**Exercise**. No pictures should appear in the copy; otherwise retype the entries exactly.

**Exercise inputs**.
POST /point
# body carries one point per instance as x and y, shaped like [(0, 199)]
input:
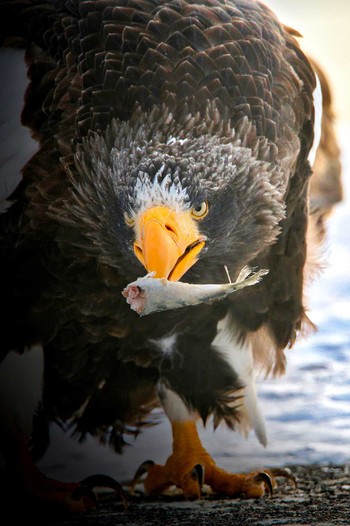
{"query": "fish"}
[(148, 294)]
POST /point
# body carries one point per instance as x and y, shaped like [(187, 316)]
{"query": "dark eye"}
[(199, 211)]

**Response to this task**.
POST /point
# body carries one point per instance as x and y, shaped like [(0, 199)]
input:
{"query": "fish"}
[(148, 294)]
POST /point
# body carries one point per instance as x and y, shaped like [(187, 316)]
{"query": "dark eye"}
[(199, 211)]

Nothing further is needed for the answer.